Supplied passage:
BEGIN
Friday, February 1, 2013

Harper and Medical Marijuana

As my policy-analyst son has made abundantly clear to me, government policy formulation does not take place in a vacuum. Much time and deliberation goes into the devising of new policies or the revising of old ones. Like the butterfly effect, every change or innovation brings with it both anticipated and unanticipated results. The job of government bureaucrats is to minimize the latter.

However, I do have to wonder how much deliberation and due diligence comprise policy-making in the Harper government. We are told, for example, in pronouncements that smack more of ideology than of measured cogitation, that 'get tough on crime' legislation is both demanded by and essential for the Canadian populace. We are told of the necessity of building new superprisons. We are told that danger lurks everywhere within our midst, all of this within the larger context of falling crime rates and an aging populations. But, as journalist H.L Menken once observed.

“No one in this world, so far as I know — and I have searched the records for years, and employed agents to help me — has ever lost money by underestimating the intelligence of the great masses of the plain people. Nor has anyone ever lost public office thereby.”

Unfortunately, the scant attention to pesky details and the preoccupation with demagogic manipulation characteristic of our current federal regime do have some unfortunate consequences, most especially experienced by those with the least power in our society. In his column today, The Star's Joe Fiorito, a man of uncommon empathy, profiles three people, all of whom are licensed to use medical marijuana for their rather dire conditions but who, thanks to pending changes in federal regulations, will no longer be able to grow the drug nor access it except through a series of big private farms to grow and sell weed to all those Canadians who require it for medical reasons.
END
Recorded data:
BEGIN
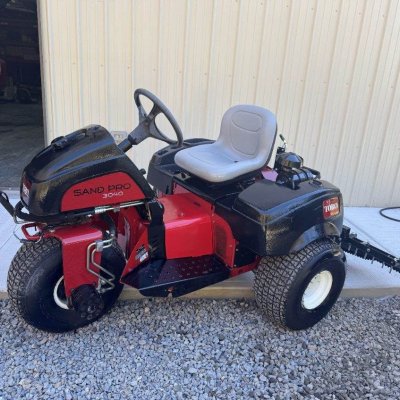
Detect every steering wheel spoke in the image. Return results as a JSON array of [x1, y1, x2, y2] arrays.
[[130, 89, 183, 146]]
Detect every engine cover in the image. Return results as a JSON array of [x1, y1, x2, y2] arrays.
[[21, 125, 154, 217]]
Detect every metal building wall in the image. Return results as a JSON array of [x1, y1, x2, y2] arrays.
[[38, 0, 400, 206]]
END
To do:
A: Return the stretch of the post on Harper and medical marijuana from "Harper and Medical" through "minimize the latter.".
B: Answer these questions from the post on Harper and medical marijuana:
(i) Who has made it clear to the writer that government policy formulation does not take place in a vacuum?
(ii) What kind of prisons does the writer say we are told must be built?
(iii) How many people does Joe Fiorito profile in his column?

Results by task:
A:
Harper and Medical Marijuana

As my policy-analyst son has made abundantly clear to me, government policy formulation does not take place in a vacuum. Much time and deliberation goes into the devising of new policies or the revising of old ones. Like the butterfly effect, every change or innovation brings with it both anticipated and unanticipated results. The job of government bureaucrats is to minimize the latter.

B:
(i) The writer's policy-analyst son
(ii) New superprisons
(iii) Three